其实个人在有些情况下会使用 `0.2 * train_loss + 0.8 * val_loss` 来判断loss不再下降的epoch数，这样可以更好的防止过拟合。因为如果只看 `val_loss`，这样可能会使得最终训练出来的模型，在验证集上的loss很小，但是在测试集上的loss很大，使得在验证集上过拟合了。

但是个人发现，并没有其他人用过这种方式，故本人并不能说，这种方式一定能提高模型的效果。

不能根据test 测试数据集 的loss和acc来选择模型的权重，因为这样是作弊行为，同时也会导致模型的泛化能力下降；

接下来合并训练集和测试集，设置训练的epoch为6，重新训练模型，然后再进行预测；

In [59]:
# 合并训练集和验证集，使得更多的数据能够参与到模型的训练过程中，从而提高模型的泛化性
train_val_dataset = ConcatDataset([train_dataset, val_dataset])
train_val_loader = DataLoader(train_val_dataset, batch_size=config["batch_size"], shuffle=True)

In [60]:
def final_train(train_loader, epochs):
  model = Net().to(device)
  loss_fn = nn.CrossEntropyLoss()
  optimizer = optim.SGD(model.parameters(), lr=3e-4, momentum=0.9)
  for i in range(epochs):
    for loader in train_loader:
      features = loader[0].to(device)
      labels = loader[1].to(device)
      optimizer.zero_grad()
      y = model(features)

**********

** 待办任务 **
把上面这段讲用损失挑选训练轮数的正文从头到尾照抄一遍，一字不改。

** 现有数据 **
**********

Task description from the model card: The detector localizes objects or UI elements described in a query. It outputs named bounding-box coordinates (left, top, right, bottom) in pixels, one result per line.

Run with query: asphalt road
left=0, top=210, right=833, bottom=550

**********

** 任务解答 **
其实个人在有些情况下会使用 `0.2 * train_loss + 0.8 * val_loss` 来判断loss不再下降的epoch数，这样可以更好的防止过拟合。因为如果只看 `val_loss`，这样可能会使得最终训练出来的模型，在验证集上的loss很小，但是在测试集上的loss很大，使得在验证集上过拟合了。

但是个人发现，并没有其他人用过这种方式，故本人并不能说，这种方式一定能提高模型的效果。

不能根据test 测试数据集 的loss和acc来选择模型的权重，因为这样是作弊行为，同时也会导致模型的泛化能力下降；

接下来合并训练集和测试集，设置训练的epoch为6，重新训练模型，然后再进行预测；

In [59]:
# 合并训练集和验证集，使得更多的数据能够参与到模型的训练过程中，从而提高模型的泛化性
train_val_dataset = ConcatDataset([train_dataset, val_dataset])
train_val_loader = DataLoader(train_val_dataset, batch_size=config["batch_size"], shuffle=True)

In [60]:
def final_train(train_loader, epochs):
  model = Net().to(device)
  loss_fn = nn.CrossEntropyLoss()
  optimizer = optim.SGD(model.parameters(), lr=3e-4, momentum=0.9)
  for i in range(epochs):
    for loader in train_loader:
      features = loader[0].to(device)
      labels = loader[1].to(device)
      optimizer.zero_grad()
      y = model(features)